SELECTED EXTRACT
- Opening Delimiter -

21.Article 176 § 3 of the Civil Code concerning maintenance payments provides that maintenance in the form of an allowance or periodic payments ceases to be due when the recipient remarries or one of the two parties dies, or if the recipient is living in a de facto marital relationship outside marriage, is no longer in financial need or has an immoral lifestyle.

2.Criminal Code

22.The sixth paragraph of Article 230 of the Criminal Code reads as follows:

“Any person who solemnises a religious marriage without having seen the document certifying that a marriage ceremony was performed in accordance with the law shall be liable to a term of imprisonment of between two and six months.”

3.Code of Obligations

23.Article 43 of the Code of Obligations concerns the determination of compensation awards depending on the circumstances and the seriousness of the fault. Article 44 of the Code deals with reductions in compensation awards. Article 45 concerns awards for damages following a death: persons deprived of financial support as the result of a death must receive compensation for loss of income.

4.Social Security Act

24.Section 23(b) and (c) of the Social Security Act (Law no. 506) lists the persons eligible for a survivor's pension on the death of a spouse (where a civil marriage has taken place).

25.Sections 32 to 34 of the General Health and Social Security Act (Law no. 5510) set out the circumstances in which the persons entitled under the deceased (where there was a civil marriage) may claim a survivor's pension, and the method used to calculate the amount.

5.Law no. 5251 of 27 October 2004 on the organisation and functions of the Directorate-General for the Status of Women

26.The aim of this Law is to safeguard women's social, economic, cultural and political rights and to combat all forms of discrimination against women and improve their level of educational attainment.

- Closing Delimiter -

REQUIRED WORK
**a)** Print the legal excerpt from "23.Article 43 of" up to and including "loss of income.".
**b)** In the rows, edit the lines from the first one up to and including the line with "box: [9, 65, 600, 134]", replacing "loose" with "approximate" and changing nothing else. Return only those lines.
The legal excerpt and the rows have no connection to each other.

RECORDS FOR THE TASK

- Opening Delimiter -

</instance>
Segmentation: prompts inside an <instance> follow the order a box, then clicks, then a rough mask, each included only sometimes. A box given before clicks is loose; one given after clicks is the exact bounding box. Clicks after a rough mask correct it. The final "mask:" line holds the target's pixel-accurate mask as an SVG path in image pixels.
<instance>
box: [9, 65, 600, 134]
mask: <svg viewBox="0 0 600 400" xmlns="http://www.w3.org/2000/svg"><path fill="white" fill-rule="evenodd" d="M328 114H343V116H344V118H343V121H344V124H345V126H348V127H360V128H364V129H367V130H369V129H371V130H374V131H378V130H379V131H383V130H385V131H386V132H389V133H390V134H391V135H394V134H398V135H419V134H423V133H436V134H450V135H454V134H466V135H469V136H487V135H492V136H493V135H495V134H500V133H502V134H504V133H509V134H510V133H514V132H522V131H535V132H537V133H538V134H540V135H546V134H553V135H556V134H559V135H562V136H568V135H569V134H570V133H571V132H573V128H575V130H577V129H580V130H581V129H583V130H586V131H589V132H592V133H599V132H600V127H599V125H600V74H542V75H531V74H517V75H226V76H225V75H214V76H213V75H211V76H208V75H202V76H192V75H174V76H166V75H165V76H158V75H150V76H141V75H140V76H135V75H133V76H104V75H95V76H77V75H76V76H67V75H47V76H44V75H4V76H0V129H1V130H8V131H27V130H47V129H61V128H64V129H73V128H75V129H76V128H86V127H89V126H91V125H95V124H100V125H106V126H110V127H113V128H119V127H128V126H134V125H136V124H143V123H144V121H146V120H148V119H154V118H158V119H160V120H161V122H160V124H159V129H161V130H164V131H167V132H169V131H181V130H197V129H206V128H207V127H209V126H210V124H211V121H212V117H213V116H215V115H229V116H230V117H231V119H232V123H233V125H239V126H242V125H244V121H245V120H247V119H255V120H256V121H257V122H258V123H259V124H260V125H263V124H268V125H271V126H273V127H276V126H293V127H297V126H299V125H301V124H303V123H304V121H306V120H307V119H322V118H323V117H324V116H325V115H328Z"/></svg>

- Closing Delimiter -

SOLUTIONS
**a)**
23.Article 43 of the Code of Obligations concerns the determination of compensation awards depending on the circumstances and the seriousness of the fault. Article 44 of the Code deals with reductions in compensation awards. Article 45 concerns awards for damages following a death: persons deprived of financial support as the result of a death must receive compensation for loss of income.

**b)**
</instance>
Segmentation: prompts inside an <instance> follow the order a box, then clicks, then a rough mask, each included only sometimes. A box given before clicks is approximate; one given after clicks is the exact bounding box. Clicks after a rough mask correct it. The final "mask:" line holds the target's pixel-accurate mask as an SVG path in image pixels.
<instance>
box: [9, 65, 600, 134]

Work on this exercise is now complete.